(Saved entries)
....................

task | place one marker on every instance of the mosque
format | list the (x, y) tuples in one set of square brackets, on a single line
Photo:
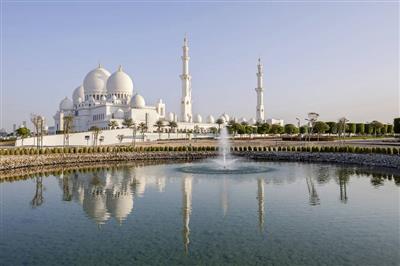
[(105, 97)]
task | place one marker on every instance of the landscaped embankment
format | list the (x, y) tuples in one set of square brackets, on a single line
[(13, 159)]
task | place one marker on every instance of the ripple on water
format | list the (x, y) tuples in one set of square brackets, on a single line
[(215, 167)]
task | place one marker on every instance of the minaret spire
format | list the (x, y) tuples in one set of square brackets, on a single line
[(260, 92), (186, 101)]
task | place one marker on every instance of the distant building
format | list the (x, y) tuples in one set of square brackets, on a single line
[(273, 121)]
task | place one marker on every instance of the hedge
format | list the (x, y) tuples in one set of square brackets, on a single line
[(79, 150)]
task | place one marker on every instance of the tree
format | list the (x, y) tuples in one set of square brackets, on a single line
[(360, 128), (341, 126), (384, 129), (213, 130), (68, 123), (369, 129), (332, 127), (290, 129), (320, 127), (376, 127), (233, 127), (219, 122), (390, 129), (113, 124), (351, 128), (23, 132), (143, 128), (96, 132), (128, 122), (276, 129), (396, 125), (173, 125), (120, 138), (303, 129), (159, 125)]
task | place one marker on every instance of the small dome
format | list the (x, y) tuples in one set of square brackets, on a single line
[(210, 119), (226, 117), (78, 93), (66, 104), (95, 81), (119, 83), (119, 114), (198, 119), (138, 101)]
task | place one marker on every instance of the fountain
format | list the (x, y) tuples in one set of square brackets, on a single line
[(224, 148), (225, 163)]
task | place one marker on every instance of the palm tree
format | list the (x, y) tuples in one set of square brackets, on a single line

....................

● **What you have to do**
List the lines of the entries that include "task".

● **Solution to the problem**
task | place one marker on every instance of the mosque
task | place one marker on every instance of the landscaped embankment
task | place one marker on every instance of the ripple on water
task | place one marker on every instance of the minaret spire
task | place one marker on every instance of the distant building
task | place one marker on every instance of the hedge
task | place one marker on every instance of the tree
task | place one marker on every instance of the small dome
task | place one marker on every instance of the fountain
task | place one marker on every instance of the palm tree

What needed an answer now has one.